> What the exercise asks: Copy the data verbatim, from the line containing "indicate the small" through the last line of the data, inclusive.

> Data shown:
▼
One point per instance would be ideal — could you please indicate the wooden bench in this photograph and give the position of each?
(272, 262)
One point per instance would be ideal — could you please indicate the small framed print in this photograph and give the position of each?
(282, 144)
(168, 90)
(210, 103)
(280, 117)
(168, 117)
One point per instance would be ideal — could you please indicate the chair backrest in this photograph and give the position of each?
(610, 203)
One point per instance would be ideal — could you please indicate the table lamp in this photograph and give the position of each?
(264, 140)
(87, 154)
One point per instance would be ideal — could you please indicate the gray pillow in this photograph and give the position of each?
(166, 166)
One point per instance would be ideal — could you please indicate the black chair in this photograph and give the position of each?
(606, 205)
▲
> Response:
One point per instance would be ideal — could you please indicate the small framed print in this photograph and give the position of each?
(282, 144)
(168, 90)
(210, 103)
(280, 117)
(168, 117)
One point per instance would be ideal — could you please indicate the chair backrest in this photograph and give the position of each?
(610, 203)
One point per instance would be ideal — could you please indicate the table lamp in this photograph and give the position of each?
(264, 140)
(87, 154)
One point per instance would be ideal — could you please indicate the gray pillow in this photograph and give the position of each?
(166, 166)
One point per instance would be ideal — could you please indicate the black chair in this photograph and give the position of each?
(606, 205)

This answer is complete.